Given instruction 1
Answer these questions using the rejection sampling excerpt below:
(a) What is the method described in the excerpt called?
(b) What must you do with the constant m if q and p are too different from each other?
(c) If m is 100, how many points must be generated to get one accepted point on average?
Given instruction 2
Continue the lecture excerpt on rejection sampling below, picking up right after its final sentence.

Selected text
○ ○ ○
So in this case, if you can still upper bound your unnormalized distribution,

you can say that this constant m, this tilde m,

just includes the normalization constant somehow.

So you don't know the normalization, but

you can upper bound the distribution with some constant and this will still work.

So, as a summary, this method is called rejection sampling.

And it's kind of universally applicable, so it's really often that you can

upper bound your distribution and generate samples from it like this.

But the downside is that if q and p are too different from each other,

then you have to choose large constant m and

then you will have to reject most of the points.

And so if, for example, m is 100, then to generate just one point from your actual

distribution, the blue curve, you'll have to generate 100 points and

then on average just one of them will be accepted.
○ ○ ○
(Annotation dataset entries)
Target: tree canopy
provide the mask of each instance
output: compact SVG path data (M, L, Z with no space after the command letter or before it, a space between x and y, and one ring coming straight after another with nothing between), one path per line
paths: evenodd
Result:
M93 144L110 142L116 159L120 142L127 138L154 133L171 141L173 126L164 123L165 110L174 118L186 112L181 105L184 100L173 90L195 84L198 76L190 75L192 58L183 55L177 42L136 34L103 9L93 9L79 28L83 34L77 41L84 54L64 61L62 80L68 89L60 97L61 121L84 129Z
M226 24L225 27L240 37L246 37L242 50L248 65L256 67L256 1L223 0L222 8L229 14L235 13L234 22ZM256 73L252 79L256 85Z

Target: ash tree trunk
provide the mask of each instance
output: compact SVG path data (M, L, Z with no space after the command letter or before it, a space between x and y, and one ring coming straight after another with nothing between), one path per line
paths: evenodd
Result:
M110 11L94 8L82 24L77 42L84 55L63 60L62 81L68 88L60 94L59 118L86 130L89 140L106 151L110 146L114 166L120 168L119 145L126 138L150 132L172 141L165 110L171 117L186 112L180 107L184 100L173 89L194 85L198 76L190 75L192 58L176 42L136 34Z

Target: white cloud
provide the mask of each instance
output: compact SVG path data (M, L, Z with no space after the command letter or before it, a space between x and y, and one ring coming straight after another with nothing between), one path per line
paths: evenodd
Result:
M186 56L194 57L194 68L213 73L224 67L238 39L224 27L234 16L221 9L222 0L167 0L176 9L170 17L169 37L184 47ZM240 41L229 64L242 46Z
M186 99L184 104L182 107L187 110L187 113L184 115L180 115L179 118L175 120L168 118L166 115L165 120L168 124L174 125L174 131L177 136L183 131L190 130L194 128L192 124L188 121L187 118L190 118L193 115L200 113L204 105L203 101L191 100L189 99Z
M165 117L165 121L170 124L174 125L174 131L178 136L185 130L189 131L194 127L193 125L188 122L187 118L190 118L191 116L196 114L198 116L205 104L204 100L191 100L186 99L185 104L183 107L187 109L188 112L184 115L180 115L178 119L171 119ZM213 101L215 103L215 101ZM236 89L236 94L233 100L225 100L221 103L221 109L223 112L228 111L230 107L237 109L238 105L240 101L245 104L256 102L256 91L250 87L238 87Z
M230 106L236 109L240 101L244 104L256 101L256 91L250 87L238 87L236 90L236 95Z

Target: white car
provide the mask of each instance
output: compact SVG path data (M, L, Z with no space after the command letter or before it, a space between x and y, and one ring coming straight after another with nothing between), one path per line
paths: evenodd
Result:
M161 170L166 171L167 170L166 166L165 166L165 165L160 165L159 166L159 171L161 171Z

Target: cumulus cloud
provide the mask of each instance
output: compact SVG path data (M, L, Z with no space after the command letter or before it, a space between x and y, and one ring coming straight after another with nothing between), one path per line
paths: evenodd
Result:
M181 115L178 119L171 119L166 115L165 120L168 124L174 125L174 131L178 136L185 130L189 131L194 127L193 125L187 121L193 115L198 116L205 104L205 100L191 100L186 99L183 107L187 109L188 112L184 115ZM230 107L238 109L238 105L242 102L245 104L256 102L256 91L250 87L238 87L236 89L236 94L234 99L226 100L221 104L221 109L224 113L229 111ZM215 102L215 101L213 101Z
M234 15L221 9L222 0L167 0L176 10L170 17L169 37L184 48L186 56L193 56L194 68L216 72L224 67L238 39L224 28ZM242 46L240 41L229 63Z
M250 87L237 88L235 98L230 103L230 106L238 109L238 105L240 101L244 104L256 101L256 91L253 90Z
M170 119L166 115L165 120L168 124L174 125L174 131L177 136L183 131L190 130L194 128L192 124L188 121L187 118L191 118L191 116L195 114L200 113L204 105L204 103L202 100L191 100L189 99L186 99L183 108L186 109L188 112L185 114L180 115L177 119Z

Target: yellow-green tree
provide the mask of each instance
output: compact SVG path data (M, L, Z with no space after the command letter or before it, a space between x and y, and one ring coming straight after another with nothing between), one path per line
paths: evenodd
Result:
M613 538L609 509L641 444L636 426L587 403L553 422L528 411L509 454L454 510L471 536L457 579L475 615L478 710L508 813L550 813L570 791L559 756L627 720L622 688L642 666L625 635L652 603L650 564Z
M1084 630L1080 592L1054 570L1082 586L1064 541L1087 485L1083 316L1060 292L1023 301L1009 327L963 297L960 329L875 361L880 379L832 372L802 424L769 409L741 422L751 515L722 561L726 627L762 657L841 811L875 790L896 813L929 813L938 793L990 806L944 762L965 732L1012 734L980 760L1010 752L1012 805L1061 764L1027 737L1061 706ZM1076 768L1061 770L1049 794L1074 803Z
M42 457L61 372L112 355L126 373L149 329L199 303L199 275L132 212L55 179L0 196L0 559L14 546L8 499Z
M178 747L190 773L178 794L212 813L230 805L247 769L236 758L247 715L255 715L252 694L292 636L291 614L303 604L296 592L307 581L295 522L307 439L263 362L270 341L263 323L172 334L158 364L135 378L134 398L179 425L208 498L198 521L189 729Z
○ ○ ○
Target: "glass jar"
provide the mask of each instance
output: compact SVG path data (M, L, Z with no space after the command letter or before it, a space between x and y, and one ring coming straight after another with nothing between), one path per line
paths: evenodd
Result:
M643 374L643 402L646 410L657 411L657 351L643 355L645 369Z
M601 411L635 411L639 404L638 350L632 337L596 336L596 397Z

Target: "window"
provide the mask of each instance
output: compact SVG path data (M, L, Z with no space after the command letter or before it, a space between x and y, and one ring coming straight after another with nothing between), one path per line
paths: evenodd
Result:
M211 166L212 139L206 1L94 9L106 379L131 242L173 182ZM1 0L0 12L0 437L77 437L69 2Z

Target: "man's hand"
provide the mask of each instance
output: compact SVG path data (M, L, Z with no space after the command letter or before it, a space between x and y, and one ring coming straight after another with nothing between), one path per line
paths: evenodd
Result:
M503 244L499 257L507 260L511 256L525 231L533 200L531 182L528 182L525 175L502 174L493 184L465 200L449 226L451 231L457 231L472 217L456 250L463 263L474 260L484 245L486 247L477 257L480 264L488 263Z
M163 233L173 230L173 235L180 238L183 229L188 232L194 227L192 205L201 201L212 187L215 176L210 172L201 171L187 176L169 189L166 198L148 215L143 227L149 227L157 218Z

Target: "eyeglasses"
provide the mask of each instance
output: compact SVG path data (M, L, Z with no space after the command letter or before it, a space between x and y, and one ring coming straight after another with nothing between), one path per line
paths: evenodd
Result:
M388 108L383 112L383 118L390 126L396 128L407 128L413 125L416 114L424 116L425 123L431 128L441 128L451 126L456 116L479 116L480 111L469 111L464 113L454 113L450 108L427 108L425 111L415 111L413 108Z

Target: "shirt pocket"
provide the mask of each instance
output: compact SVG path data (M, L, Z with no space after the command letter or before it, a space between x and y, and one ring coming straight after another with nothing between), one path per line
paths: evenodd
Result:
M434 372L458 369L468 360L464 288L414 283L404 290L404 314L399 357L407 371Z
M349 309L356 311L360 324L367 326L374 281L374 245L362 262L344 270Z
○ ○ ○
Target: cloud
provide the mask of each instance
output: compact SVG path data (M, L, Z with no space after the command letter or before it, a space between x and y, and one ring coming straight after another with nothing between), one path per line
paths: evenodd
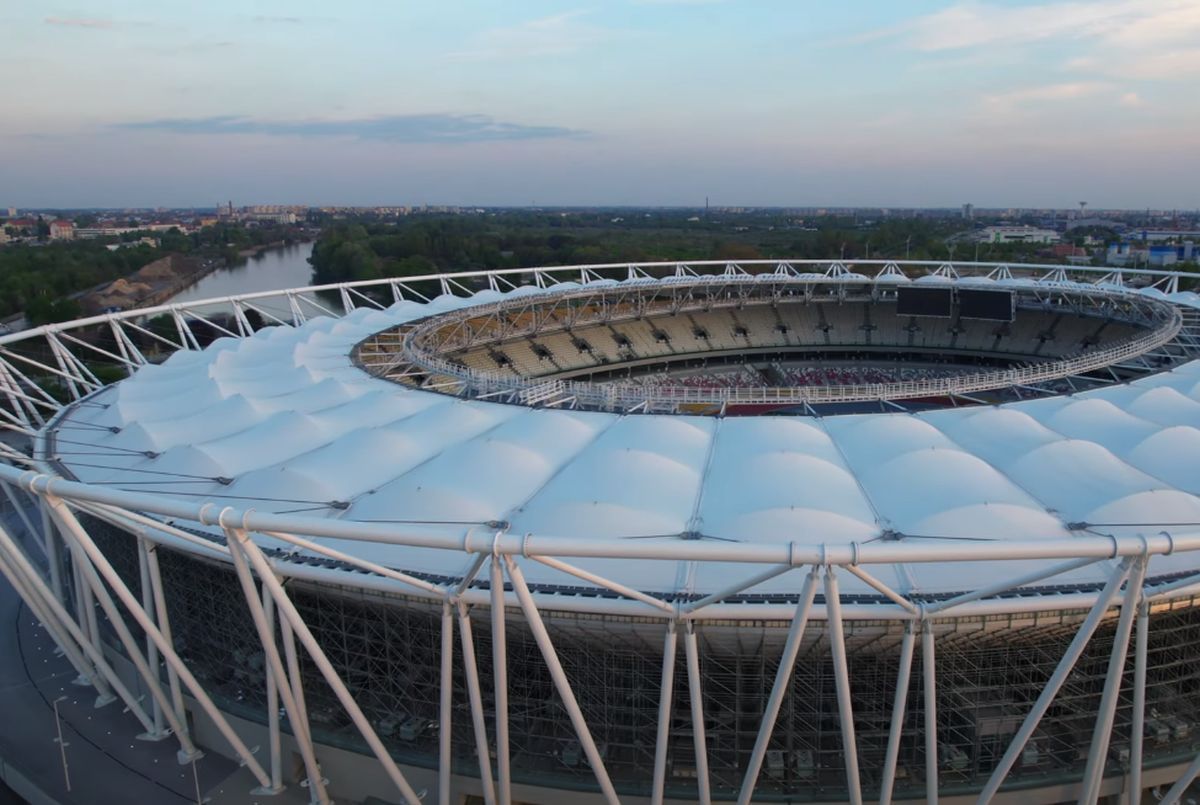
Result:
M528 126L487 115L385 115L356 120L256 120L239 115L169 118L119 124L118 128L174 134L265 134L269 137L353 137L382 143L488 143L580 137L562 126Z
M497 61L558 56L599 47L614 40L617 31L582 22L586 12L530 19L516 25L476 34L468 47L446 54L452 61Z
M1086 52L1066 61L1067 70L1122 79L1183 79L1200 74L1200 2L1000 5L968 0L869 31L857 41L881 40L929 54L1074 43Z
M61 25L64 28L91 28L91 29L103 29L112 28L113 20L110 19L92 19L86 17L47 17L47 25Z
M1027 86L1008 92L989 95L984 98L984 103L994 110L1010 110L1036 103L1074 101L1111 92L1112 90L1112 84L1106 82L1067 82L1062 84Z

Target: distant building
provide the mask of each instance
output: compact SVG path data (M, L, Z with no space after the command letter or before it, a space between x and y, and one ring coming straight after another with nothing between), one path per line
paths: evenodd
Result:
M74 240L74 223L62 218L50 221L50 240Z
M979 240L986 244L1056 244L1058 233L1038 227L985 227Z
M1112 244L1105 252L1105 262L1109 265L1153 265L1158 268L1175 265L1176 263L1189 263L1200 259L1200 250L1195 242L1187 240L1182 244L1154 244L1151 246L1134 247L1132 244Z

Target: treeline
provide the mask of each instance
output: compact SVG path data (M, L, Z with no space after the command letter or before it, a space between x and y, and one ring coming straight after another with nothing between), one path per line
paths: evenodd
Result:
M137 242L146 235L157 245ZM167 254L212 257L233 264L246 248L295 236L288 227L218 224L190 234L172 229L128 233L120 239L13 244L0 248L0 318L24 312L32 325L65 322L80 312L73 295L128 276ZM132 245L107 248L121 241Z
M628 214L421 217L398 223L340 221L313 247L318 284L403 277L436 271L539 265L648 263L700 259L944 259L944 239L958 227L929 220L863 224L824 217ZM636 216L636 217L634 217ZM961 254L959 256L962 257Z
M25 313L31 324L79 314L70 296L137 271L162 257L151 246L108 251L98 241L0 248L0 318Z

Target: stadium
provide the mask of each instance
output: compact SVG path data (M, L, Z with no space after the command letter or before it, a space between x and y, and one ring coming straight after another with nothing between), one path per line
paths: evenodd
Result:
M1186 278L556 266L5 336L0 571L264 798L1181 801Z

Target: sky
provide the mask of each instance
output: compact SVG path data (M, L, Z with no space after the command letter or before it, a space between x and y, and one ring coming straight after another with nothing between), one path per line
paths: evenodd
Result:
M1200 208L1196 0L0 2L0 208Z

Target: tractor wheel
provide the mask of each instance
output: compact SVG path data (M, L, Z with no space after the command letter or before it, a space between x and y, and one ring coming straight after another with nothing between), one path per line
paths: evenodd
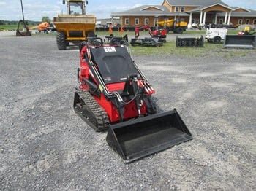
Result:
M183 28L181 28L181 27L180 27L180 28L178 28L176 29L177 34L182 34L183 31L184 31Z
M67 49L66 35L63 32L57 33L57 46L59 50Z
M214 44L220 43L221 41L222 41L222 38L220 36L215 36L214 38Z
○ ○ ○
Written answer 1
(a) Rejection sampling.
(b) You have to choose a large constant m, and then you will have to reject most of the points.
(c) 100 points.

Written answer 2
And another problem with this approach is that if you

apply to multidimensional case, it will still work,

but the constant m will probably be very, very large.

So it's kind of exponential in the number of dimensions.

And it's really improbable that you will be able to upper-bound your complicated

distribution in ten-dimensional space with a constant smaller than, for

example, 1 million.

And having a constant 1 million means that to generate just one point,

you have to wait a million computational cycles, which is a lot.

So this is a method for one dimension or maybe a few dimensions,

but not like thousand-dimensional spaces.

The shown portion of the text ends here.